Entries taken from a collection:
============

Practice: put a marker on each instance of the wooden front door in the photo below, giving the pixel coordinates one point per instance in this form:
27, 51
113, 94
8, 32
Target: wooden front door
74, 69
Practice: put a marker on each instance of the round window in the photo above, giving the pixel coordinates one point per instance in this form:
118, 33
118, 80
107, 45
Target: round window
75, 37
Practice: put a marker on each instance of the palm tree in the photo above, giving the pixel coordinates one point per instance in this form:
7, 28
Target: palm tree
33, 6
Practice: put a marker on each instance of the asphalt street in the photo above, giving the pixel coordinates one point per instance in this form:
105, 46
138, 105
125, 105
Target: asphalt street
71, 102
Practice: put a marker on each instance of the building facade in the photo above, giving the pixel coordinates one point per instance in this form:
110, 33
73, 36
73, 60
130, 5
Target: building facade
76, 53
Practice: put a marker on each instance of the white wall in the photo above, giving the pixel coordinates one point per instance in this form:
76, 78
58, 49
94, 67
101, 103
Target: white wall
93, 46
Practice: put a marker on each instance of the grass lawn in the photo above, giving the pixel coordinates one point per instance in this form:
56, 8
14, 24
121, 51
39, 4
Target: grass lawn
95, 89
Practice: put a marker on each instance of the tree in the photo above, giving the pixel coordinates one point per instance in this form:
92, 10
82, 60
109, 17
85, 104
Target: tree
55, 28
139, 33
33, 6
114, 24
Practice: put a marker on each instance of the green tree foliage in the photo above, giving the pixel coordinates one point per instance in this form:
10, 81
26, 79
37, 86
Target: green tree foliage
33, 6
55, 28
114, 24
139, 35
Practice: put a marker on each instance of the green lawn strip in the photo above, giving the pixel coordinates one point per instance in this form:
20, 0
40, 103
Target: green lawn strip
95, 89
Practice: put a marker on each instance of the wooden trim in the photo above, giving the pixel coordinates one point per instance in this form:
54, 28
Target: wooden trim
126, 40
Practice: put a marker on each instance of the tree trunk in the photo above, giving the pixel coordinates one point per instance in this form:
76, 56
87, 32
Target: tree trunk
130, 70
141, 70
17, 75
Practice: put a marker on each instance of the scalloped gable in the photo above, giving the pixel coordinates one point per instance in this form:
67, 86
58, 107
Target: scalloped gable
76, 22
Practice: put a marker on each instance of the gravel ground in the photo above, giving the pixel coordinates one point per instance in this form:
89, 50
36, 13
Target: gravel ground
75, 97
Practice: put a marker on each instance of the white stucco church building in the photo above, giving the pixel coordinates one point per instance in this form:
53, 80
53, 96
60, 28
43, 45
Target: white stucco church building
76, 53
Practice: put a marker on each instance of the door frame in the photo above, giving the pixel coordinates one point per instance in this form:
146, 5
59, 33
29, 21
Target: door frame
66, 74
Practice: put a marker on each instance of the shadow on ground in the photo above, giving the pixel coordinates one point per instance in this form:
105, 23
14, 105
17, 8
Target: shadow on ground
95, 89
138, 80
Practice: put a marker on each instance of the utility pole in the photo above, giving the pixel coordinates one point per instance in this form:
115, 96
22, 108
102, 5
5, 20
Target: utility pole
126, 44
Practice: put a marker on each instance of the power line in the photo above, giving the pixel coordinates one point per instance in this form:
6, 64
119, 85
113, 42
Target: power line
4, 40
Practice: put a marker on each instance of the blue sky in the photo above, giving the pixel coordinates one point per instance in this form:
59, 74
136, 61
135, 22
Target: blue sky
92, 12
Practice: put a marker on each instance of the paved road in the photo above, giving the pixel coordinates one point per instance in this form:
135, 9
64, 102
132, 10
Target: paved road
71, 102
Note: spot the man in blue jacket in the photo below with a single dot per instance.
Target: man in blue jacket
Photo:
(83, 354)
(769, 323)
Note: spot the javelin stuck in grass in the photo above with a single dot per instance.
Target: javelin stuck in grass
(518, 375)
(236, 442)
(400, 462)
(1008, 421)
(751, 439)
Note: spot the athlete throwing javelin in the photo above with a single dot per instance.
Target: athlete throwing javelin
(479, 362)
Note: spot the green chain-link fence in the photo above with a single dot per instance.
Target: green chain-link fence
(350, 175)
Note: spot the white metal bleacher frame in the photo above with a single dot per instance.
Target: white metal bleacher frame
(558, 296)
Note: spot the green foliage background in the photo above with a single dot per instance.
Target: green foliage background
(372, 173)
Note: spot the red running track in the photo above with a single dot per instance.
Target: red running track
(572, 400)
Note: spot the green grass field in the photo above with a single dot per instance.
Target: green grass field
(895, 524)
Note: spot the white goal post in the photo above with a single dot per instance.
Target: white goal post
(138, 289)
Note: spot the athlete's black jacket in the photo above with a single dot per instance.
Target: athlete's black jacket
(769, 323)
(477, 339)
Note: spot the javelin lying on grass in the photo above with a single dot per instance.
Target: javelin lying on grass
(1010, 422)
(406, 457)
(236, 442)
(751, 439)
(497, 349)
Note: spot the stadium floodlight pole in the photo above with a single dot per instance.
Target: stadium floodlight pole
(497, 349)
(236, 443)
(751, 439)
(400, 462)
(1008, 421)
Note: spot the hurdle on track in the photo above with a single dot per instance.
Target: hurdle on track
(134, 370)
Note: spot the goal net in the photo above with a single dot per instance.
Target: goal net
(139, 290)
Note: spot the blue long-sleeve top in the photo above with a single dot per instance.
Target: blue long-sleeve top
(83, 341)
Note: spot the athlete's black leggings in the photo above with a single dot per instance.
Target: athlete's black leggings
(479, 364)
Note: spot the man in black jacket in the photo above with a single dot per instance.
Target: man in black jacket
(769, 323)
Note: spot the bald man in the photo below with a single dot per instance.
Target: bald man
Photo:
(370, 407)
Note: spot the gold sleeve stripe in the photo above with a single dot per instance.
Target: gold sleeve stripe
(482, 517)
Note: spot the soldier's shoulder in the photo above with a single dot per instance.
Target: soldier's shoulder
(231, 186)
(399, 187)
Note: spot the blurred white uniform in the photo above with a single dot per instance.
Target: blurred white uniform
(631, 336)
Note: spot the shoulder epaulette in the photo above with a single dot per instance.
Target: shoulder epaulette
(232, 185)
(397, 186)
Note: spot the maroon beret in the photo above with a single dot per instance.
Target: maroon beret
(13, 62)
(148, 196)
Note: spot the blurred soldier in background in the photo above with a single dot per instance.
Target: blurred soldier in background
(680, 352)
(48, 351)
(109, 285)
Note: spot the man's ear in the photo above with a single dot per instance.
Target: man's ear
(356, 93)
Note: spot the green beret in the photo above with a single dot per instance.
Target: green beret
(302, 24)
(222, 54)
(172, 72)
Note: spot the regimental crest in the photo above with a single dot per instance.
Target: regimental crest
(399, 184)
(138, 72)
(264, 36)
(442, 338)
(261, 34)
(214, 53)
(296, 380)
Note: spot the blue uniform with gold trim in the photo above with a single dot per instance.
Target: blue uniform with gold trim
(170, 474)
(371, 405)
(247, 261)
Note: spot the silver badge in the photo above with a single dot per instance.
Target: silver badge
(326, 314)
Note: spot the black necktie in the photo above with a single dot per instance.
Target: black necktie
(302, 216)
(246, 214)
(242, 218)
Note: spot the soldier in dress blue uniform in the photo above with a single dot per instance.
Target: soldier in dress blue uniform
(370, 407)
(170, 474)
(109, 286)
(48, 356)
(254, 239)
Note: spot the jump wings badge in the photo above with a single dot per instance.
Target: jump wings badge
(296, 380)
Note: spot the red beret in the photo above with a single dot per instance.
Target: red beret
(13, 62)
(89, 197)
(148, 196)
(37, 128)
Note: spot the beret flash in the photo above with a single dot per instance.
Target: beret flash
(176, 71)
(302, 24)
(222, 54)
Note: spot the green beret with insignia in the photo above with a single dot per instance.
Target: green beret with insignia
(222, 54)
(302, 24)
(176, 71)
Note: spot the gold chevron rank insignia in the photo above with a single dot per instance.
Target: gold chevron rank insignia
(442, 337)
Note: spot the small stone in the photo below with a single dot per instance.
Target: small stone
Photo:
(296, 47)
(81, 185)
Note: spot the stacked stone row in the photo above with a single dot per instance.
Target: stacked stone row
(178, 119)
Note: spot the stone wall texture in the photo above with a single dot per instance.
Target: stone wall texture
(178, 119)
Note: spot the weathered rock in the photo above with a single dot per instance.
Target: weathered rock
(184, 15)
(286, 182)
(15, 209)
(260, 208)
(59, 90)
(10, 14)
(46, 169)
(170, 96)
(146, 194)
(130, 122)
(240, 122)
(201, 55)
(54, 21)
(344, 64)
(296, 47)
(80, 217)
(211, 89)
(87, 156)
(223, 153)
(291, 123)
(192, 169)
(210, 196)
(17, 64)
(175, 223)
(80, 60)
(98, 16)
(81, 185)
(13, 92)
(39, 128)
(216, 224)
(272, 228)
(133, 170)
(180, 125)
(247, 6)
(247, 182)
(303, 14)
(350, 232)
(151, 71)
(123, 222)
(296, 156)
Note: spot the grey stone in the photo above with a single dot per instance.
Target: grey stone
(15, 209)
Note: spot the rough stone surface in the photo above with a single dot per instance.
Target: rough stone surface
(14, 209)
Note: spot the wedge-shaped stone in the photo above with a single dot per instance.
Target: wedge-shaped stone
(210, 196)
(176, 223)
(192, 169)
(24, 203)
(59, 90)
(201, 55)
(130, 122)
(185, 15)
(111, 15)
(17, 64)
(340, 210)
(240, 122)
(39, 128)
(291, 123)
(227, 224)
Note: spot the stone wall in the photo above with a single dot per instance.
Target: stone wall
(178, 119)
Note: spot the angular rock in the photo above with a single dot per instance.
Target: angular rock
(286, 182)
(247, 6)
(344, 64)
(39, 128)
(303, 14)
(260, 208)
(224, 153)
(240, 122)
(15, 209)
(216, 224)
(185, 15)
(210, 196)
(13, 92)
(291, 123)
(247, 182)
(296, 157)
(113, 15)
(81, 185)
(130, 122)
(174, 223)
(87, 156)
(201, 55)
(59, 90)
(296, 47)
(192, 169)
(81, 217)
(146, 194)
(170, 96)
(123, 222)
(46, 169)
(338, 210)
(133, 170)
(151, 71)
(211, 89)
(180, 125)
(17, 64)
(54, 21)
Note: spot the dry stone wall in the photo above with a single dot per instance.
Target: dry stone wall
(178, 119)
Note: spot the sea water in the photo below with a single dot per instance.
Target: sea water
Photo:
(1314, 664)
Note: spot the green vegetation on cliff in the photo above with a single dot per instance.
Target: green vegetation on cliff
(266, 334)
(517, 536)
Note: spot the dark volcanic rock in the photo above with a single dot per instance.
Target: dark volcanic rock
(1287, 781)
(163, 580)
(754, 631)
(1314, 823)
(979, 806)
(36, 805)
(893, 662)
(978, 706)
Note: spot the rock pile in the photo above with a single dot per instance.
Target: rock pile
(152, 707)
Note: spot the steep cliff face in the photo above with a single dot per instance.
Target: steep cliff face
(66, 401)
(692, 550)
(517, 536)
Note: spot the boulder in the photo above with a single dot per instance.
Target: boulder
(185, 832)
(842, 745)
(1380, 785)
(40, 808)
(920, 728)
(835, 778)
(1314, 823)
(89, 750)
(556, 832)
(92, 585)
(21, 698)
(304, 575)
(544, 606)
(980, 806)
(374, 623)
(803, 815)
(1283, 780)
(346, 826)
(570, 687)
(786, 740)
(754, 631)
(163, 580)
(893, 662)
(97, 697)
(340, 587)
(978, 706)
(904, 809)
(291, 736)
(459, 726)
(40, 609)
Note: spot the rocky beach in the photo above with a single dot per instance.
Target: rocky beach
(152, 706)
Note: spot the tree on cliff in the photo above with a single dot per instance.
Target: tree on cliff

============

[Prompt]: All lines from the one that contains "Note: spot the sea" through the end of the material are to be quoted exactly, with both ends included.

[Expected answer]:
Note: spot the sea water in the photo below with a single dot per instance.
Target: sea water
Photo:
(1314, 664)
Note: spot the green vegetation on cliff in the photo above with a single dot per instance.
Target: green vegetation on cliff
(266, 334)
(517, 536)
Note: spot the dark volcanic rock in the photo above with a single dot per instance.
Target: dark volcanic rock
(1287, 781)
(163, 580)
(754, 631)
(1314, 823)
(979, 806)
(36, 805)
(893, 662)
(978, 706)
Note: spot the rock pile in the photo above with a single dot per instance.
Target: rock pile
(152, 707)
Note: spot the steep cliff face in the photo above with a single dot per instance.
Target: steep cliff face
(66, 401)
(692, 550)
(517, 536)
Note: spot the boulder in the photo above with a single dot per instance.
Target: boulder
(185, 832)
(842, 745)
(1380, 785)
(40, 808)
(920, 728)
(835, 778)
(1314, 823)
(89, 750)
(556, 832)
(92, 585)
(21, 698)
(304, 575)
(544, 606)
(980, 806)
(374, 623)
(803, 815)
(1283, 780)
(346, 826)
(570, 687)
(786, 740)
(754, 631)
(163, 580)
(893, 662)
(97, 697)
(340, 587)
(978, 706)
(904, 809)
(291, 736)
(459, 726)
(40, 609)
Note: spot the rocky beach in the photo above with a single dot per instance.
Target: rocky beach
(152, 706)
Note: spot the tree on cliff in the photo above with a single dot per instance.
Target: tree on cliff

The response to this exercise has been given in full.